=== Extract to read ===

A federal appeals court is set to hear oral arguments Thursday in a case that could determine if companies discharging runoff from industrial activities can have their state permits changed by federal courts.

The case, Ohio Valley Environmental Coalition v. Fola Coal, deals with a lawsuit by an environmental group that said mine runoff from a Fola Coal operation was making a nearby stream toxic to aquatic wildlife because it was increasing the electrical conductivity of the water. A lower court agreed in January 2015 that Fola violated its runoff permit issued by West Virginia. The case is set to be heard by the 4th Circuit Court of Appeals in Richmond, Va.

However, Karen Bennett, an attorney with Clark Hill who worked on an amicus brief in the case representing seven trade organizations, said the problem with the court's decision was that the science about conductivity was discovered after Fola's permit was issued by West Virginia, a state that doesn't regulate conductivity pollution.

The permit was issued in 2009, and the Environmental Protection Agency issued a study recommending reduced limits for conductivity the following year. The EPA has issued only guidelines on the amount of conductivity, despite environmental groups' calls for a federal limit.

Conductivity pollution caused by mountaintop removal mining can cause salts and other inorganic material to enter the water and raise the salinity levels to points that can kill or severely harm aquatic life, according to the Environmental Monitor.

=== Dataset ===

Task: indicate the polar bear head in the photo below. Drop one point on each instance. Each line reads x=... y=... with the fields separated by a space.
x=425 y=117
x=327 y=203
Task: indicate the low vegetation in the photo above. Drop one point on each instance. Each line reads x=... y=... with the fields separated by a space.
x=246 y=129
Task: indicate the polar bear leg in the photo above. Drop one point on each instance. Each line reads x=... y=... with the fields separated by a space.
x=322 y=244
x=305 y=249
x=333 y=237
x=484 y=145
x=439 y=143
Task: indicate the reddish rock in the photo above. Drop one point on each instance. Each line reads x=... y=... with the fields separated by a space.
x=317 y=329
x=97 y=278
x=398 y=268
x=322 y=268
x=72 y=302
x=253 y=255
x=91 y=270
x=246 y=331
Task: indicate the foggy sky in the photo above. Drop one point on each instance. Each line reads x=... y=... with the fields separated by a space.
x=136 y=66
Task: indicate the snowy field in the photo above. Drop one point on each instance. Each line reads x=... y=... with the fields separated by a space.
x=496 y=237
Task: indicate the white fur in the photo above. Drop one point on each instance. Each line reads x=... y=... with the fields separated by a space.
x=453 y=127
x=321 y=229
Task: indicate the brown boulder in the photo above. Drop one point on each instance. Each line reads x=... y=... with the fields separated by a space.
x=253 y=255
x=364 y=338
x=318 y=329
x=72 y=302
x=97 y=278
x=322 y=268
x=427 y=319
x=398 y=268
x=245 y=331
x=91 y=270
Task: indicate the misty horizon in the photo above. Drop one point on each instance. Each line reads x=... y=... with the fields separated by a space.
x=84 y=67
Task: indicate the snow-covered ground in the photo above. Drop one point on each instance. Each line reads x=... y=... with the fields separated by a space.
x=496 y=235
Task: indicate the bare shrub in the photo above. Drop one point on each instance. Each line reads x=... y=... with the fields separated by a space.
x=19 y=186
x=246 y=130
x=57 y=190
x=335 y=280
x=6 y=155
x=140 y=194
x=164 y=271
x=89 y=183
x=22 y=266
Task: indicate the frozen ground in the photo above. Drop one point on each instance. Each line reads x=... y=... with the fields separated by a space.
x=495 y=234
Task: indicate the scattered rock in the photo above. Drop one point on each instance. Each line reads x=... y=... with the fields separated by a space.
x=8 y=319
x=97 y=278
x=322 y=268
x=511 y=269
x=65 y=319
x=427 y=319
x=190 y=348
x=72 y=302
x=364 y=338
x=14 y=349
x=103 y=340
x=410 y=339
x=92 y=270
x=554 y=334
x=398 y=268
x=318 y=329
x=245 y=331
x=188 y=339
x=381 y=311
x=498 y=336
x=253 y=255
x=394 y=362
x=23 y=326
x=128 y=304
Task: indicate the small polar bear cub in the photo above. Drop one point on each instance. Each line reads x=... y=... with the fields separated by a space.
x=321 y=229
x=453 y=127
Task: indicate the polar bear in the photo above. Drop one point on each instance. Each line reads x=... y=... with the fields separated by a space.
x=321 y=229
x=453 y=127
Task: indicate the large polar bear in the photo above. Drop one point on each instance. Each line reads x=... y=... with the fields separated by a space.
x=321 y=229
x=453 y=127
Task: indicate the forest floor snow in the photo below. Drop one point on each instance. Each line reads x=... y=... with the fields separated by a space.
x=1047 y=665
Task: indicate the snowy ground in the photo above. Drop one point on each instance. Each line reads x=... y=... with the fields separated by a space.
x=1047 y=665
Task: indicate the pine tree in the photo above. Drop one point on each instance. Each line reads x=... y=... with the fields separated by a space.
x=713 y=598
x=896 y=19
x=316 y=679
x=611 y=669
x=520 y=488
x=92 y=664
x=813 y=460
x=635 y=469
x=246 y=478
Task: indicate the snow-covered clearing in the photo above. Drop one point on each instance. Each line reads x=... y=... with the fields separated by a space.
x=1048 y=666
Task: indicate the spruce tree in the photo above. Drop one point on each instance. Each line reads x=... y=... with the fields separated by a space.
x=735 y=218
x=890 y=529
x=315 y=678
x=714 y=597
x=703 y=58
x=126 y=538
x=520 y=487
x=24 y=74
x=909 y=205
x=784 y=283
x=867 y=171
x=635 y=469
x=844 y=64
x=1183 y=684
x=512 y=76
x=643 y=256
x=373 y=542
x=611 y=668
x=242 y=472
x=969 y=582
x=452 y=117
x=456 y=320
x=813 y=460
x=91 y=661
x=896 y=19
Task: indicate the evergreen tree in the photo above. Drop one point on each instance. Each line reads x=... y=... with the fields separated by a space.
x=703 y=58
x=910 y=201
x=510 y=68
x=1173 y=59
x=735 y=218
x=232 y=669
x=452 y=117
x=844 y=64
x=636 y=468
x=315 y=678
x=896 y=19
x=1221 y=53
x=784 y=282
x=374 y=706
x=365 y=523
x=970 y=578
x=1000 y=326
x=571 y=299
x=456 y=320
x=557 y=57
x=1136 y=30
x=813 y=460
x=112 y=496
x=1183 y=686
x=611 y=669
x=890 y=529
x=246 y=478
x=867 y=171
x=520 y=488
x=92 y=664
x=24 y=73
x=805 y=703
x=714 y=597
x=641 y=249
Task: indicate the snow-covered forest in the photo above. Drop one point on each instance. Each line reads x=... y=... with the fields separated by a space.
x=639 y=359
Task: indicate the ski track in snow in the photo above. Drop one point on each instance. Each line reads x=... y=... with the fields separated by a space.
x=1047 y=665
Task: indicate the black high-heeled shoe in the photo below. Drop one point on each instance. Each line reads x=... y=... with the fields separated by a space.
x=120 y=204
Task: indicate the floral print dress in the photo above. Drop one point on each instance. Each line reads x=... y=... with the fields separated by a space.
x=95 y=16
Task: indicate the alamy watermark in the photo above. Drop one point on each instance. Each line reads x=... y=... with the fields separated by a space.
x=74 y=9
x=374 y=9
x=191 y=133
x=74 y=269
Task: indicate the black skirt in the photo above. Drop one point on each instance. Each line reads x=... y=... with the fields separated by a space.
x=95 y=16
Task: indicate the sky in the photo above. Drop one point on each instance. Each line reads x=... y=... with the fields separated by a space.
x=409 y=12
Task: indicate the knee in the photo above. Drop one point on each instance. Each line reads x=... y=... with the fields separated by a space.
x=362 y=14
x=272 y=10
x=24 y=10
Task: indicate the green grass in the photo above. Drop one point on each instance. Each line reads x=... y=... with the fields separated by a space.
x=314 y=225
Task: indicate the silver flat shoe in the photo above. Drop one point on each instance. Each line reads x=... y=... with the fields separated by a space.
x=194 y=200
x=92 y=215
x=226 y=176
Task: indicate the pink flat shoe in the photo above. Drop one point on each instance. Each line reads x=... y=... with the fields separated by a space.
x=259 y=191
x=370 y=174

===

# [Brief 1]
According to the Fola Coal article, in what year did West Virginia issue Fola's runoff permit?
# [Brief 2]
Drawing on the Fola Coal article, explain why Karen Bennett regarded the lower court's decision as flawed.
# [Brief 3]
Reproduce everything in the Fola Coal article from "A federal appeals" down to "by federal courts.".

# [Output 1]
2009

# [Output 2]
Bennett said the science on conductivity was discovered only after West Virginia had issued Fola's permit. The EPA study recommending reduced conductivity limits came out the year after the 2009 permit, and West Virginia does not regulate conductivity pollution.

# [Output 3]
A federal appeals court is set to hear oral arguments Thursday in a case that could determine if companies discharging runoff from industrial activities can have their state permits changed by federal courts.